## BEGIN RECORD SET

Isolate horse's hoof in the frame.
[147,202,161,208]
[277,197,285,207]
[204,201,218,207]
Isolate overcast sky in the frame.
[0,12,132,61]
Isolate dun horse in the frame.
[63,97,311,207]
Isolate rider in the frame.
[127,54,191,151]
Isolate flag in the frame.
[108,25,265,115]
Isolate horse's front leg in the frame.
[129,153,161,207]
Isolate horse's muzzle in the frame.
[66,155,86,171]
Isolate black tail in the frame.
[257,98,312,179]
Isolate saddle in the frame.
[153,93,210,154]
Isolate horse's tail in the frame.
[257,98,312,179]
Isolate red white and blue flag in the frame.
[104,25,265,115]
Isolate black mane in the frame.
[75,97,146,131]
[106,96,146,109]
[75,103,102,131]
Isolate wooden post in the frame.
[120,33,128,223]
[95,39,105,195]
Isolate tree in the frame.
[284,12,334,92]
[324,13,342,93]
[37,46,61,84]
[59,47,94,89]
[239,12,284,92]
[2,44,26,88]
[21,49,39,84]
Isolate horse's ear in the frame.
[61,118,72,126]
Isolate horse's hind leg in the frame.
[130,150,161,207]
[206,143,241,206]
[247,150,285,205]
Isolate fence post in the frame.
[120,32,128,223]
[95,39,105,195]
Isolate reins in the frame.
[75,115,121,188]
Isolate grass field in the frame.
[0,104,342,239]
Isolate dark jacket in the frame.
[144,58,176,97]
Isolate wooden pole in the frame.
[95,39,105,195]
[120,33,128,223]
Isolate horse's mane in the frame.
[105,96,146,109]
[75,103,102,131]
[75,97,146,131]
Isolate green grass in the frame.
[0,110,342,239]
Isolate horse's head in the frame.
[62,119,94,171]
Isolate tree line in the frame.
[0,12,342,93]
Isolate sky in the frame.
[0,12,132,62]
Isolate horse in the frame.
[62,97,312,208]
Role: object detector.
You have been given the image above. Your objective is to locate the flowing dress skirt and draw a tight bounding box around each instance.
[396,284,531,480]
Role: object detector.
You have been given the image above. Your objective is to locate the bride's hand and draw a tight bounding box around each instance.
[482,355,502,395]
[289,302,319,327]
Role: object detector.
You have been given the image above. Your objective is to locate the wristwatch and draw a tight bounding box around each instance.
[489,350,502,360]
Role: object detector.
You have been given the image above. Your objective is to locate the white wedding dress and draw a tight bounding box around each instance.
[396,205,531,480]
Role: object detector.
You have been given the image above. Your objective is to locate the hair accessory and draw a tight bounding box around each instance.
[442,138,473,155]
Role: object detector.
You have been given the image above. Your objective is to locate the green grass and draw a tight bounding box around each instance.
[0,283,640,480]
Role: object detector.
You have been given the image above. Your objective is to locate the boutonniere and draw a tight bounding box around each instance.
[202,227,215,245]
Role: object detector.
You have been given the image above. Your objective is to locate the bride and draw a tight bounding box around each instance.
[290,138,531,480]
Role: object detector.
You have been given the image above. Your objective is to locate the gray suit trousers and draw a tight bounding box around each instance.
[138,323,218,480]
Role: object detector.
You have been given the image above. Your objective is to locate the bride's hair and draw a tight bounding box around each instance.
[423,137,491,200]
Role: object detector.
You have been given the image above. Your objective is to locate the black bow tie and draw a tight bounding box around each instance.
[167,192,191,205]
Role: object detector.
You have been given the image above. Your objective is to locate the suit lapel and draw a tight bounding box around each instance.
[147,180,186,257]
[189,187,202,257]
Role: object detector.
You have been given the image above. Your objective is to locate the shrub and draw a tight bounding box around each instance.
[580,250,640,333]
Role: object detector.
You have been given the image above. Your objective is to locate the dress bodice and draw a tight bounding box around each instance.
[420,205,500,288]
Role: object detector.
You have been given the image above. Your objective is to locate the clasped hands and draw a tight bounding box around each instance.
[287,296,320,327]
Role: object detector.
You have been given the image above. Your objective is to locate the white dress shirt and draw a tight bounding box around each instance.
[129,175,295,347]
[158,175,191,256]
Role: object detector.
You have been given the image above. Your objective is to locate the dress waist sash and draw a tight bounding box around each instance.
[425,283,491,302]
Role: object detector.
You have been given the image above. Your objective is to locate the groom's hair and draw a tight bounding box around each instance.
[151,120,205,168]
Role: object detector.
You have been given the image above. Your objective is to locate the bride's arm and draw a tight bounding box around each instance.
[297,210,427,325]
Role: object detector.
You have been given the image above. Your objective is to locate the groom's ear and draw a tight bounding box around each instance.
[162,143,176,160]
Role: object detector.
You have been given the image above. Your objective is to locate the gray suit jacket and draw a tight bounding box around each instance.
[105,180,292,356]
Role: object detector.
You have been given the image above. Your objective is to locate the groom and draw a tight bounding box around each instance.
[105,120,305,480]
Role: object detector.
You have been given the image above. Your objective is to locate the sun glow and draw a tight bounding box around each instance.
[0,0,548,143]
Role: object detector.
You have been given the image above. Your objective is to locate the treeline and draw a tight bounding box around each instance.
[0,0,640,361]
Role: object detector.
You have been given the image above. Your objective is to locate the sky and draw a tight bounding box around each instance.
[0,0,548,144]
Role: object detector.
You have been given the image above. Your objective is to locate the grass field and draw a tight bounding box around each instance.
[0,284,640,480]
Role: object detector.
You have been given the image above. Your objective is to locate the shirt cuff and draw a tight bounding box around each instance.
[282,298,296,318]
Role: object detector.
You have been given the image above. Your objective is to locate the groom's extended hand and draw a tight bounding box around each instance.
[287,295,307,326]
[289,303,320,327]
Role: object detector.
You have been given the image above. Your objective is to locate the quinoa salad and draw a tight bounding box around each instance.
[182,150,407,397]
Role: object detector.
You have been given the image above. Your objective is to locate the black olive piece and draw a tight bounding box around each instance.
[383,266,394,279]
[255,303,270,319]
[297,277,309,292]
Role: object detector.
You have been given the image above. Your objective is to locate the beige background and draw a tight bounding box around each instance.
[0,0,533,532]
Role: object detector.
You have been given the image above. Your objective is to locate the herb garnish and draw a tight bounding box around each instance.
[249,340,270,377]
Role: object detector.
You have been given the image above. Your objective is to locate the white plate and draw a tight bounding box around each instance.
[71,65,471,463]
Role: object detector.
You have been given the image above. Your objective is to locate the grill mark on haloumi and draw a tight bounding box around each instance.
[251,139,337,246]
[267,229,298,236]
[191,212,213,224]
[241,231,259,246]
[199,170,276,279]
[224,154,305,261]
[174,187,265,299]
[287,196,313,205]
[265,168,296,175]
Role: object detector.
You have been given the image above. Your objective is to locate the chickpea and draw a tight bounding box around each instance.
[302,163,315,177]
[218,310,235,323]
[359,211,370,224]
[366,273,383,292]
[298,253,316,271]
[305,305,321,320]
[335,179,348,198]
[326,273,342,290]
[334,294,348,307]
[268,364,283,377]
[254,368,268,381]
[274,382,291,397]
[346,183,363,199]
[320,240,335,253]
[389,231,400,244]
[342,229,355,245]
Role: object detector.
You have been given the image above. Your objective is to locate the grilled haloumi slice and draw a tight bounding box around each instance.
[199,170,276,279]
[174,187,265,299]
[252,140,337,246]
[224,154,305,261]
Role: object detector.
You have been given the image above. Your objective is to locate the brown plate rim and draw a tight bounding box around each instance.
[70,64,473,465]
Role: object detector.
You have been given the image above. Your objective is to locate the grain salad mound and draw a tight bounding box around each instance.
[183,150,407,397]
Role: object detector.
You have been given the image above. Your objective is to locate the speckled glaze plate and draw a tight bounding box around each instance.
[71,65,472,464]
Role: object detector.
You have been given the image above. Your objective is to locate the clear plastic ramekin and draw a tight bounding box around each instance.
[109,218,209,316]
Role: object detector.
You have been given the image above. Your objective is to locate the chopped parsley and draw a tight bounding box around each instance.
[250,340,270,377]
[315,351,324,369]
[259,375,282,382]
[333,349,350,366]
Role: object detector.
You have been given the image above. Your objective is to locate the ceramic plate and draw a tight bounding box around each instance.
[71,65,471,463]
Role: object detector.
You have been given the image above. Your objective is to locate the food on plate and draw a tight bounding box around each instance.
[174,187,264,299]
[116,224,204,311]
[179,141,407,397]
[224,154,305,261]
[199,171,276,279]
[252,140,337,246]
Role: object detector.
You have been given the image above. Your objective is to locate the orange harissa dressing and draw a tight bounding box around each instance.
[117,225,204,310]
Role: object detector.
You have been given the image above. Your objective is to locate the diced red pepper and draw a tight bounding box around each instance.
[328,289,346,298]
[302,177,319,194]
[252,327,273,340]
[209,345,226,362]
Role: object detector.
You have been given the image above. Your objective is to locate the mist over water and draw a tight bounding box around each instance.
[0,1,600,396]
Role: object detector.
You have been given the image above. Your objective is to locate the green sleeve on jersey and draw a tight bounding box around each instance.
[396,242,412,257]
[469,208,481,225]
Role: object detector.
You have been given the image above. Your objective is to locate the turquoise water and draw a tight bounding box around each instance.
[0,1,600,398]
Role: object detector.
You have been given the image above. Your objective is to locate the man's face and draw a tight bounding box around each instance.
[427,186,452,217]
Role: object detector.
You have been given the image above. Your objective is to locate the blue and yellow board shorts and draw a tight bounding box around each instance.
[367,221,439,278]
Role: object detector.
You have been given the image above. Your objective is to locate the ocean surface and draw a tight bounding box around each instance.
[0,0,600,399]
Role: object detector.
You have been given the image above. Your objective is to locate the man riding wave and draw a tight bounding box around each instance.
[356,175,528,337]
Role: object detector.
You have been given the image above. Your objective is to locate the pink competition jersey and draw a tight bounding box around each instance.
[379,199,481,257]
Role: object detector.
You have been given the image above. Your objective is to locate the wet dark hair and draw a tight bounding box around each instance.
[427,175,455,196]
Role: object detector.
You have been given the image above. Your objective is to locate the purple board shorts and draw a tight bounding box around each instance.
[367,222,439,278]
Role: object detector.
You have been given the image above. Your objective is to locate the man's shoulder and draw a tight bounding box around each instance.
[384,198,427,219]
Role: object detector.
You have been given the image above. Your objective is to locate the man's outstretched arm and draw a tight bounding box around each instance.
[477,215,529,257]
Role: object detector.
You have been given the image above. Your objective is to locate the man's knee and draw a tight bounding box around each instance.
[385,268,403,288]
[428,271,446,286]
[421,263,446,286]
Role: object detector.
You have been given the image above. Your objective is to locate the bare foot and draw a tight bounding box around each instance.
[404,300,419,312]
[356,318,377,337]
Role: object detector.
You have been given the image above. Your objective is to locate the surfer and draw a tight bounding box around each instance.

## END RECORD SET

TASK PROMPT: Render the items as a two-column CSV, starting at the beginning and ending at the line that contains "[129,153,161,207]", with one row per item and the columns "label" and "boxes". Put the item's text and its answer each in one quoted field, with line breaks turned into spaces.

CORRECT OUTPUT:
label,boxes
"Isolate horse's hoof in the frame.","[147,202,161,208] [277,197,285,207] [204,201,218,207]"
"Isolate overcast sky in the frame.","[0,12,132,61]"
"Isolate dun horse in the frame.","[63,97,311,207]"
"Isolate rider in the frame.","[127,54,191,151]"
"Isolate flag in the frame.","[108,25,265,115]"
"Isolate horse's front leg in the frame.","[129,153,161,207]"